WHAT TO DO: Begin your copy at the line that holds "[mark] blurred wire" and carry it through the final line of the data, writing out each line exactly and omitting pictures.

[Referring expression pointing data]
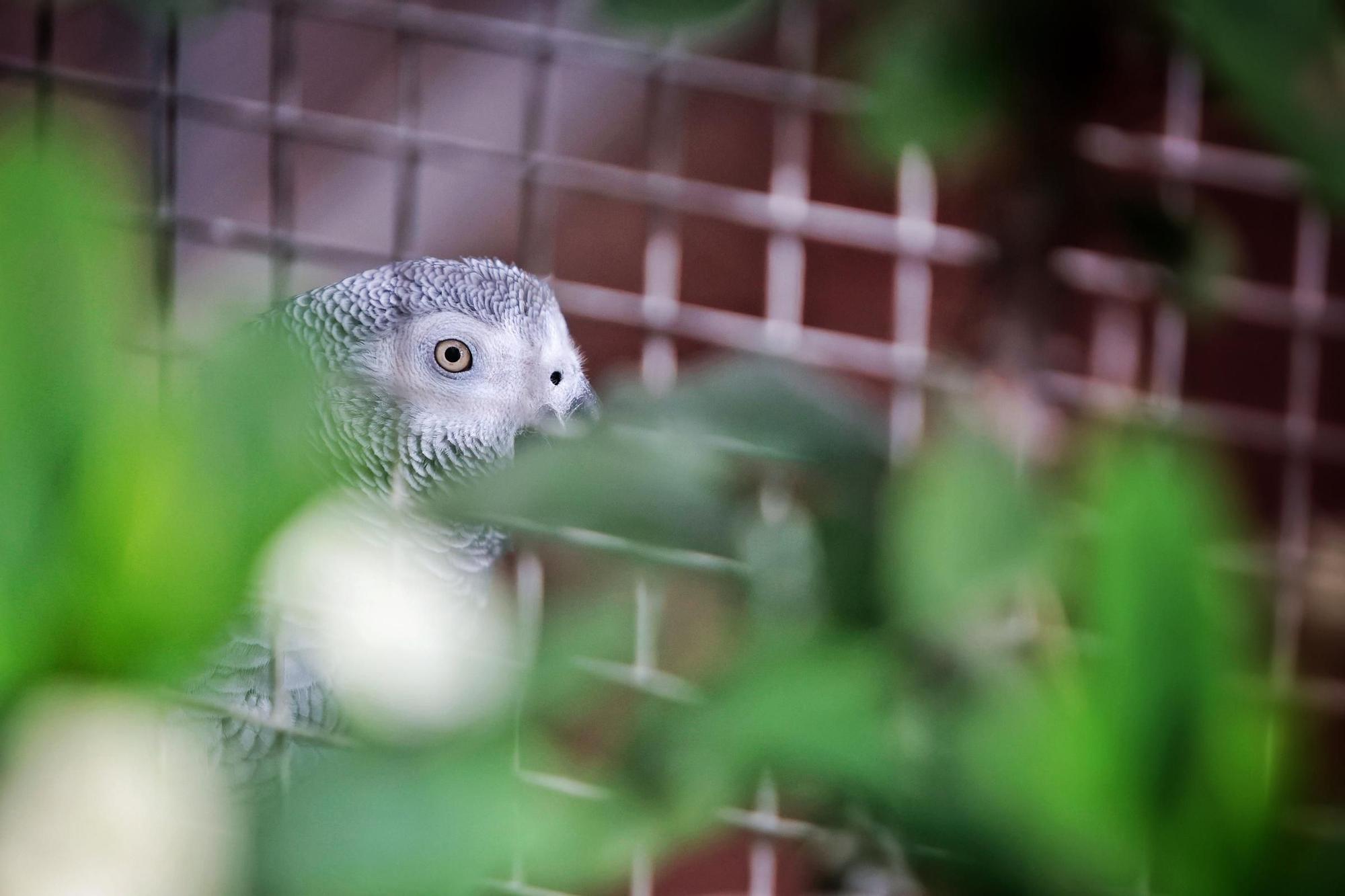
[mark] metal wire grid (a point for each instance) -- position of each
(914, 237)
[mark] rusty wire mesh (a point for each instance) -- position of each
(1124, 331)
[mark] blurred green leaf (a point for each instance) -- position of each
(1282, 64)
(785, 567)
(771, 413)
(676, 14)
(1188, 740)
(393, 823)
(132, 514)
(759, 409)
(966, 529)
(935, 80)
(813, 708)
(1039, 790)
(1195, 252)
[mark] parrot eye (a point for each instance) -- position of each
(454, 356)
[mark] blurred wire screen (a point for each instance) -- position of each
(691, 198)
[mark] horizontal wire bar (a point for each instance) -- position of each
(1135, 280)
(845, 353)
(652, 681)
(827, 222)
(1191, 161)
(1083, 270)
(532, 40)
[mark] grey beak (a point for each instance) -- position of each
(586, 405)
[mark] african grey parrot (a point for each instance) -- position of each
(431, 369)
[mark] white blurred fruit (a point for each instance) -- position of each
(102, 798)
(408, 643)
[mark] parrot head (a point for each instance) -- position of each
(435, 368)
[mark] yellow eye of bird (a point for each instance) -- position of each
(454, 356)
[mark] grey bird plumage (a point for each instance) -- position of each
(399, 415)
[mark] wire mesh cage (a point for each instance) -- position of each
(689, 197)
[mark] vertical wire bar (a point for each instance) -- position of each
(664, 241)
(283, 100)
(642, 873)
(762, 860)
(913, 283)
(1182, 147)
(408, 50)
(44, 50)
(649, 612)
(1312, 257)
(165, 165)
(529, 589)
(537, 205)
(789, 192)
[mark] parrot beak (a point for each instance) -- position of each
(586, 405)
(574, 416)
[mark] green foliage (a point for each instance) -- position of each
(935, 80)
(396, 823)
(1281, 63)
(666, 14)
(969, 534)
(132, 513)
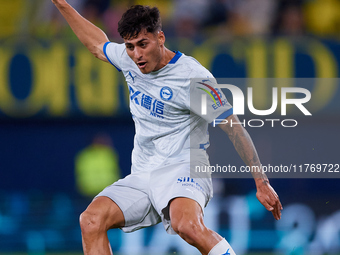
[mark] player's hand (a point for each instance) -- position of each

SOLUTION FOR THIS EXERCISE:
[mark] blurred wire screen (a point for each instance) -- position of each
(691, 198)
[mark] horizontal wire bar (a point for each instance) -- position of each
(1135, 280)
(845, 353)
(652, 681)
(827, 222)
(1191, 161)
(1083, 270)
(532, 40)
[mark] grey beak (a point for each instance) -- position of each
(586, 405)
[mark] african grey parrot (a point for each instance) -- position of each
(431, 369)
[mark] white blurred fruit (a point for each instance) -- position of each
(102, 798)
(408, 643)
[mark] parrot head (a point for each instance) -- position of each
(435, 368)
[mark] yellow eye of bird (a point for each instance) -- position of each
(454, 356)
[mark] grey bird plumage (a point for each instance) -- position of each
(399, 415)
[mark] wire mesh cage (a point for each instance) -- position of each
(689, 197)
[mark] vertical wire bar (a point for each instance) -- position of each
(664, 241)
(283, 100)
(642, 873)
(762, 860)
(913, 283)
(1182, 147)
(408, 50)
(44, 50)
(649, 612)
(1312, 257)
(165, 165)
(529, 589)
(537, 205)
(789, 192)
[mark] parrot beak (a point for each instance) -- position of each
(586, 405)
(574, 416)
[mark] green foliage (a point for each instance) -- position of each
(935, 80)
(396, 823)
(1281, 63)
(666, 14)
(969, 534)
(132, 513)
[mark] player's hand (a point for each instance) -- position of each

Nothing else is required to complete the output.